_Articolo_.
Detenzione: i criteri di computo dello spazio minimo disponibile per la valutazione del trattamento inumano e degradante

Veronica Manca
10 Settembre 2019

Si torna nuovamente a discutere, in un momento in cui il sovraffollamento carcerario è un problema strutturale e diffuso, dei criteri di computo dello spazio minimo disponibile al di sotto del quale si configura la violazione dell'art. 3 CEDU. Come noto, la Corte europea individua nella misura di 3 metri quadri, il limite vitale per ogni detenuto in celle condivise; 7 metri quadrati in caso di celle singole (secondo le indicazioni del CPT).
Massima

In tema di rimedio risarcitorio di cui all'art. 35-ter ord. pen., ai fini dell'accertamento della violazione del divieto di trattamenti inumani o degradanti, l'esistenza di una separazione mobile tra l'area occupata dai servizi igienici e il resto di una cella di oltre sette metri quadri e pur in difetto di un autonomo impianto di areazione, non consente di ravvisare alcun trattamento idoneo a comportare privazioni d'intensità superiore al livello di sofferenza che discende, inevitabilmente, dalla detenzione e a ledere la dignità dell'individuo (Annulla con rinvio, Tribunale di sorveglianza L'Aquila).

_Voci di annotazione delle forme_.

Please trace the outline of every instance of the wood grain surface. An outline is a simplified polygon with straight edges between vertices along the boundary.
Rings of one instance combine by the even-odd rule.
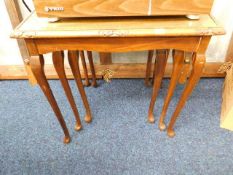
[[[34,0],[41,17],[209,14],[213,0]],[[45,10],[62,7],[60,11]]]

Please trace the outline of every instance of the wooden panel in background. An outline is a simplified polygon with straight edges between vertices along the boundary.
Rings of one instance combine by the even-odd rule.
[[[12,27],[17,27],[23,20],[22,14],[19,9],[19,4],[17,0],[5,0],[5,5],[8,11],[8,15],[11,20]],[[27,50],[26,43],[23,39],[17,39],[19,50],[24,62],[24,66],[28,75],[28,79],[31,85],[37,84],[37,81],[31,71],[29,66],[29,53]]]
[[[203,77],[225,77],[225,74],[217,73],[219,67],[223,63],[207,63]],[[73,78],[71,70],[66,66],[66,73],[68,78]],[[106,69],[114,71],[113,78],[145,78],[146,64],[112,64],[112,65],[95,65],[97,78],[102,78],[102,72]],[[165,77],[169,77],[172,71],[172,64],[166,67]],[[45,72],[49,79],[58,79],[53,65],[46,65]],[[84,77],[82,66],[81,74]],[[89,72],[90,75],[90,72]],[[152,75],[152,74],[151,74]],[[0,79],[27,79],[24,66],[0,66]]]
[[[42,17],[150,16],[209,14],[213,0],[34,0],[34,4]]]
[[[100,64],[107,65],[112,64],[112,54],[108,52],[100,52]]]
[[[231,35],[231,40],[230,40],[230,43],[229,43],[229,46],[228,46],[226,61],[233,62],[233,33]]]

_Cosa si chiede_. Quali istituzioni vengono nominate nell'articolo sulla detenzione? Elencale tutte.

_Risposta_.
- Corte europea
- CPT
- Tribunale di sorveglianza L'Aquila